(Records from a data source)
====

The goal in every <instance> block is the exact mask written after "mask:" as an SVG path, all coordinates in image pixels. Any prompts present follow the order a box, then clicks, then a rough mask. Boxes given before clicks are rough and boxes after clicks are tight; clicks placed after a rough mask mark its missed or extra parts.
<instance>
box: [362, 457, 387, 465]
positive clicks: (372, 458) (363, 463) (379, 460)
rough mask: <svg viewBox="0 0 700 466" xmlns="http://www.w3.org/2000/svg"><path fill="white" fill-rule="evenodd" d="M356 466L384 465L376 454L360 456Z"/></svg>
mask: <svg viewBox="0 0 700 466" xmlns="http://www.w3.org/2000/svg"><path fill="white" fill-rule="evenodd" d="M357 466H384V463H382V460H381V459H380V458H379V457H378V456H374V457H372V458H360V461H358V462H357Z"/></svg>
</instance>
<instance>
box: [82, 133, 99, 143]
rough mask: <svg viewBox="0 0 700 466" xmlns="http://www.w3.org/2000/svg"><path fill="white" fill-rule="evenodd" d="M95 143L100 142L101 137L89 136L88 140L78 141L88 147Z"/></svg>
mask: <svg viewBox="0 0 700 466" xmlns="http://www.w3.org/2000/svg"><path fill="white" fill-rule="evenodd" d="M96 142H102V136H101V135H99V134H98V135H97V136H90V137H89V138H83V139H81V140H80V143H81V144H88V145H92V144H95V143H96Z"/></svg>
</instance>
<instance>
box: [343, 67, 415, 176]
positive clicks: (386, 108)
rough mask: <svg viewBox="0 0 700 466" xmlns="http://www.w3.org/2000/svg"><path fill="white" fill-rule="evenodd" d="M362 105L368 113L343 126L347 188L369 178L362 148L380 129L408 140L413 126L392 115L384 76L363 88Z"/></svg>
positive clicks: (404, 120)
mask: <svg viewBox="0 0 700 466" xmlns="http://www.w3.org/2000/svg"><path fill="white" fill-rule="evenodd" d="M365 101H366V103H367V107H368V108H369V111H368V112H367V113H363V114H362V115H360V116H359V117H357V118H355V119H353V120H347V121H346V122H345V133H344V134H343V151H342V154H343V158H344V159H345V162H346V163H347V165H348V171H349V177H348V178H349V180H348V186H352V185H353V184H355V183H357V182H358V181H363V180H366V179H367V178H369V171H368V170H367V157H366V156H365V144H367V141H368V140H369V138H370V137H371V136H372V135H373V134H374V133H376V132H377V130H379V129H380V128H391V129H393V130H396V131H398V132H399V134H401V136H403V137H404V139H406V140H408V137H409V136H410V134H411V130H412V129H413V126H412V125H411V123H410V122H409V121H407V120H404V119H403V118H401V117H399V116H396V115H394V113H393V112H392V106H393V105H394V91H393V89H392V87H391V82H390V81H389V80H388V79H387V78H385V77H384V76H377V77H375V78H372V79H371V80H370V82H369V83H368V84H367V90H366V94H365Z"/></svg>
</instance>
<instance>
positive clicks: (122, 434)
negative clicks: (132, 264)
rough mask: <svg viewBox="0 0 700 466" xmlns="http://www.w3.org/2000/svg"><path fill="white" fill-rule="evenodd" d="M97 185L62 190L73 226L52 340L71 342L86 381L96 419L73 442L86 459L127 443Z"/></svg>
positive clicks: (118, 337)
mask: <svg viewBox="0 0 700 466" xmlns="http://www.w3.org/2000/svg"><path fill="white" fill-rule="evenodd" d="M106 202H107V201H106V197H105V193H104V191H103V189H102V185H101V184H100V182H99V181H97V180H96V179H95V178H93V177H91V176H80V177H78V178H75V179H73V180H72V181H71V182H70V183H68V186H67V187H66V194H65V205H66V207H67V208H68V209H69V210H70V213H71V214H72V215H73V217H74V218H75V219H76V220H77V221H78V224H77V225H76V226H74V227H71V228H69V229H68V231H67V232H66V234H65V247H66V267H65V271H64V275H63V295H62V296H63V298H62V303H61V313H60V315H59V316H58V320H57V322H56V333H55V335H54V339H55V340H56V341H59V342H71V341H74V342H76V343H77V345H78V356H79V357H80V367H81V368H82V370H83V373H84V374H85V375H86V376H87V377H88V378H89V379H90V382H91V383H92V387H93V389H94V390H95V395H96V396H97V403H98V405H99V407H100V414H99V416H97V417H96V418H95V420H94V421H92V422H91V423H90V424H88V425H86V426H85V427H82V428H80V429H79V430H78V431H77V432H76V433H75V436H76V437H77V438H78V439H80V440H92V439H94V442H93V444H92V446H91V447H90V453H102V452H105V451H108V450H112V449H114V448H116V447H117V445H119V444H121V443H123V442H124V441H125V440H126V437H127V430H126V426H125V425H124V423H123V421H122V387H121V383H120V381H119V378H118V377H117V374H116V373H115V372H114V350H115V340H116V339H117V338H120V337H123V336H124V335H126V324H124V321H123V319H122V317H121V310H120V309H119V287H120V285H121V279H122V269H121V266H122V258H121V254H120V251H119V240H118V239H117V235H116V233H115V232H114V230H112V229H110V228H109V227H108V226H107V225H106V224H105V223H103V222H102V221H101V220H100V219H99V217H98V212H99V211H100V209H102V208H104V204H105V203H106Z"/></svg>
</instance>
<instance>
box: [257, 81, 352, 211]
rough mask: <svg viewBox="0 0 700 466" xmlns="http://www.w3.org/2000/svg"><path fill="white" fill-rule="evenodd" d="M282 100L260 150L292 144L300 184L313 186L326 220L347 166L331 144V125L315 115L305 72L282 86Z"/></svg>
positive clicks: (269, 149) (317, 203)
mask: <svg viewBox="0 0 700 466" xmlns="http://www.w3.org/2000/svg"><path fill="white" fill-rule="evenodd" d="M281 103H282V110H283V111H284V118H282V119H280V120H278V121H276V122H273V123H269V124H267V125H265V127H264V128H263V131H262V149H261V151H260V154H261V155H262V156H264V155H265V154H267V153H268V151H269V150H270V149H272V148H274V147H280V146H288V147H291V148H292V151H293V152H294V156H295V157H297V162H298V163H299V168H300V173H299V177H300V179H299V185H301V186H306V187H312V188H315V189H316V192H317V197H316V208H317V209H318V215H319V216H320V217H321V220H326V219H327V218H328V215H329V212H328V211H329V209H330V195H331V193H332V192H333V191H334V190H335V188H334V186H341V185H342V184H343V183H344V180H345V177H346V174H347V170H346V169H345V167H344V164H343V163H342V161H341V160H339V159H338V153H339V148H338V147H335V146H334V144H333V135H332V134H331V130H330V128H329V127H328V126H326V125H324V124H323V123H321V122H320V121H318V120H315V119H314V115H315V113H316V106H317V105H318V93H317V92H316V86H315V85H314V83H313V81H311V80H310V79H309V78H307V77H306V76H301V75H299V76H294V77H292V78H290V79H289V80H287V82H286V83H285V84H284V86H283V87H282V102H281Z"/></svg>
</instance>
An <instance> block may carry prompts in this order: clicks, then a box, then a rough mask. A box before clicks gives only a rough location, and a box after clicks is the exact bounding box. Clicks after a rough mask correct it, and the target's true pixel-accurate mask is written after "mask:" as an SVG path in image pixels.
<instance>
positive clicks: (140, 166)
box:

====

Problem to solve: Show each line of the material that contains the string "positive". Letter case matters.

Task result:
positive clicks: (372, 458) (363, 463) (379, 460)
positive clicks: (386, 108)
positive clicks: (404, 120)
positive clicks: (122, 434)
positive clicks: (118, 337)
positive clicks: (269, 149) (317, 203)
positive clicks: (140, 166)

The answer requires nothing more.